WHAT YOU WILL DO :: Continue the news report on Yazidis fleeing ISIS, starting after its final sentence.

PASSAGE ::

A senior official in Irbil, Iraq, speaking to CNN on condition of anonymity, gave an estimate similar to Hussein's, and added that some endangered Yazidis have not made it to the mountain.
"A few thousand" are moving in the direction of Mount Sinjar from their villages, the official said.
ISIS has also captured part of Syria, in its continuing effort to establish what it calls an Islamic caliphate. Activists said Wednesday the group has overtaken villages near the northern city of Aleppo following violent clashes with rival Islamist groups.
While U.S. airstrikes have helped the fight against ISIS in Iraq, the United States has not taken such action over ISIS-controlled areas in Syria.
An uncertain future
Descendants of Kurds and followers of an ancient pre-Islamic religion, Yazidis are one of Iraq's smallest minorities. They have faced persecution for centuries and have a strong sense of community.
When the refugees crossed a river and stepped into Syria, their suffering did not end.
Relief workers provided two plates of chicken to a family of 12. People slept in the open, perhaps using scraps of cardboard for a bed.
Many were too sick and exhausted to walk any farther.
It's unclear what lies ahead for those who managed to escape ISIS and Mount Sinjar. Some aid groups have teams helping, and the United States is working to help Iraqi leaders organize humanitarian relief. But for now, some Yazidis tell CNN as they re-enter Iraqi territory, they play plan to camp out by the river.
ISIS executes civilians who don't adhere to its version of Sunni Islam. The group celebrates its own savagery, hoisting severed heads on poles and posting numerous videos online.
During one of the airdrops on the mountain, a CNN crew observed as the crewmen tossed food and water to the ground. Then the helicopter landed and was rushed by Yazidis seeking to escape.
In a chaotic scene, some of the adults pushed their children on board, and some climbed on themselves.
When the helicopter finally took off, the refugees wept out of relief.
At the refugee camp near the Iraqi-Syrian border, some people are finding relatives they've not seen for years. Jamir, for instance, reunited with a missing cousin.
"We lost each other!" he said. "We lost each other! Thank God, we arrived!"
In Israel, a desperate Yazidi father
Khairy al-Shingari is among the many Yazidis around the world with family members who fled to Mount Sinjar.

DATA SUPPLIED ::

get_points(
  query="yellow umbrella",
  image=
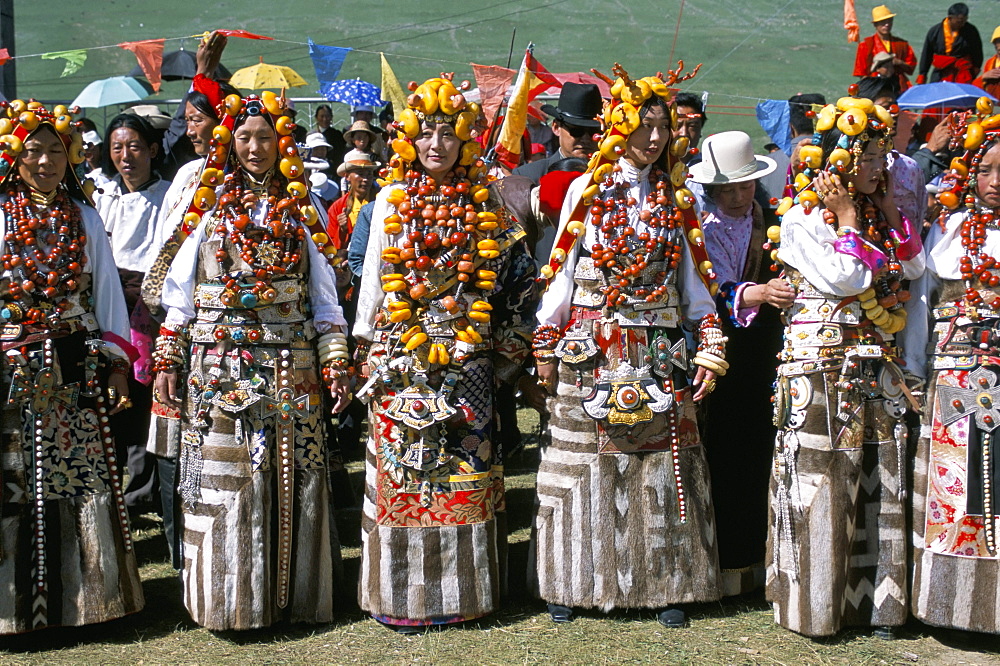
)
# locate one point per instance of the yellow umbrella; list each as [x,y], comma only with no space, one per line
[262,75]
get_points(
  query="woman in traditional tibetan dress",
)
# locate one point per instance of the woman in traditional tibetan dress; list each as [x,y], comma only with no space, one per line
[447,304]
[624,513]
[254,329]
[837,543]
[66,554]
[739,428]
[956,307]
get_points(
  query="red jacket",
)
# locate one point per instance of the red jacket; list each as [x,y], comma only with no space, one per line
[869,47]
[339,236]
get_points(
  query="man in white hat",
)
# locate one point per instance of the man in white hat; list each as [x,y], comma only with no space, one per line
[358,172]
[740,439]
[316,164]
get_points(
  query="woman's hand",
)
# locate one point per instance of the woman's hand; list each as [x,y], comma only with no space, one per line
[340,389]
[118,392]
[209,54]
[532,392]
[704,383]
[836,198]
[548,375]
[775,292]
[165,388]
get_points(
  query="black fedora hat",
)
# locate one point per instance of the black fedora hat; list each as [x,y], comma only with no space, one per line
[579,104]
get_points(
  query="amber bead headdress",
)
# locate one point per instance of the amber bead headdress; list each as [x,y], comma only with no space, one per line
[859,121]
[221,160]
[621,117]
[436,100]
[20,119]
[975,132]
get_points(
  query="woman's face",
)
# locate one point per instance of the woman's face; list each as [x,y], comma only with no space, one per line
[988,177]
[360,140]
[42,163]
[437,148]
[360,181]
[132,156]
[199,128]
[646,144]
[323,119]
[734,199]
[256,145]
[871,165]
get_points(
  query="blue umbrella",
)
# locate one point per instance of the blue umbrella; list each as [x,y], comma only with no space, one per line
[114,90]
[942,94]
[352,91]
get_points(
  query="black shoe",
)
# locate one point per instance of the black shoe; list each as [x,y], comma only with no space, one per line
[404,629]
[672,617]
[885,633]
[560,614]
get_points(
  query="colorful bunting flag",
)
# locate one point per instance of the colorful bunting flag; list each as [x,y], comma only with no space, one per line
[773,116]
[532,80]
[327,61]
[493,82]
[240,33]
[74,60]
[391,90]
[149,53]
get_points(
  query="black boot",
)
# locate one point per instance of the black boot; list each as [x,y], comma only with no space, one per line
[672,617]
[560,614]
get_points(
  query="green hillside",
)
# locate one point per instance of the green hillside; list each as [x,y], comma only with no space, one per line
[750,49]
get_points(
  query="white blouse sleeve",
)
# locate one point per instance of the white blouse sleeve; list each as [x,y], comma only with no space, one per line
[109,300]
[370,294]
[556,303]
[696,301]
[178,287]
[323,284]
[807,245]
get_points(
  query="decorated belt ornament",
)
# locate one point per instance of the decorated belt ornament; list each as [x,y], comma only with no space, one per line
[576,348]
[627,397]
[419,406]
[250,334]
[665,356]
[220,296]
[978,400]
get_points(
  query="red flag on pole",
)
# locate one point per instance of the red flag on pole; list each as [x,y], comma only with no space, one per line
[493,82]
[532,80]
[149,53]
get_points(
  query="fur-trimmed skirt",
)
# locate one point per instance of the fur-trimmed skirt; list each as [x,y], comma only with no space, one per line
[617,529]
[432,552]
[235,574]
[956,573]
[66,560]
[837,544]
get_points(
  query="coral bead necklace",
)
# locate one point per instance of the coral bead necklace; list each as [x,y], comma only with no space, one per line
[44,252]
[623,252]
[274,248]
[977,264]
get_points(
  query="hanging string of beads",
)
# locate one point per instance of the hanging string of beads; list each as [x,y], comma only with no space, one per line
[44,251]
[271,249]
[623,252]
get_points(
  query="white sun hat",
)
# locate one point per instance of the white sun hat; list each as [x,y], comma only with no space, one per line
[727,157]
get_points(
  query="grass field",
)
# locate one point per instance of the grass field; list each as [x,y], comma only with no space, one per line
[735,631]
[750,49]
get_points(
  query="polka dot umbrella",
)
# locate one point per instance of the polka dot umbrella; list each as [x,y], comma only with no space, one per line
[352,91]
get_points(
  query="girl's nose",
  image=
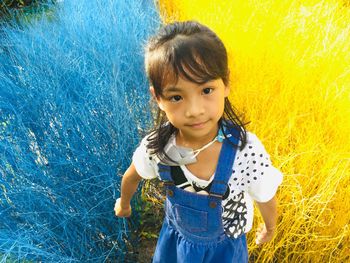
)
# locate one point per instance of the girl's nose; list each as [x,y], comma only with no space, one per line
[195,107]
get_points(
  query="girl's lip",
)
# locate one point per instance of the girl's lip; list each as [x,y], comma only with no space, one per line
[197,125]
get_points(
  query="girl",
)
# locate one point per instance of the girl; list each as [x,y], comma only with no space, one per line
[211,166]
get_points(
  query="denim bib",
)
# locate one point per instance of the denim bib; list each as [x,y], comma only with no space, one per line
[192,229]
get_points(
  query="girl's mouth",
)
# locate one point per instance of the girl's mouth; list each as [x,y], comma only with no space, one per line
[197,125]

WRITTEN RESPONSE ::
He made it into Israel with his six-month old son who needed life-saving heart surgery -- just days before ISIS overran his village, where his wife and four other children were left behind.
"There were hundreds of young men and children. Like this, they cut off their heads. And they scream 'God is great?' What kind of human beings are they? And they describe us as infidels?"
Al-Shingari told his family to flee to the mountains, where ISIS' vehicles can't reach. "They stayed seven days. There was no water, food, no medicine. They had to come down from the mountains, risking their lives."
Now, he got word that his wife and kids survived, making it into the Kurdish region. And his baby boy is recovering well at a Tel Aviv hospital.
But others are learning the worst.
In the U.S., Yazidis fear for loved ones
Nawaf Suliaman is one of hundreds of Yazidis living in Lincoln, Nebraska, in the central United States. He learned that four relatives, all of them children, died of dehydration while on the hillside.
And his sisters are being held by ISIS -- forced to convert to Islam or die.
Faysal Shaqooli says his sister is being held as well.
"The terrible things she saw with her own eyes," he says. "One pregnant woman refused. They cut her belly."
His sister has a phone which she hides from her captors, he says.
When President Barack Obama announced targeted strikes against ISIS targets, "there was hugs and cries everywhere," says Laila Khoudeida, another member of the Yazidi community in Nebraska.
But the worries continue. "Many of us are sleep-deprived. We cannot eat," she says.
Sometimes when his sister has called, Shaqooli says, he didn't answer. "I didn't know what to say -- what to tell her."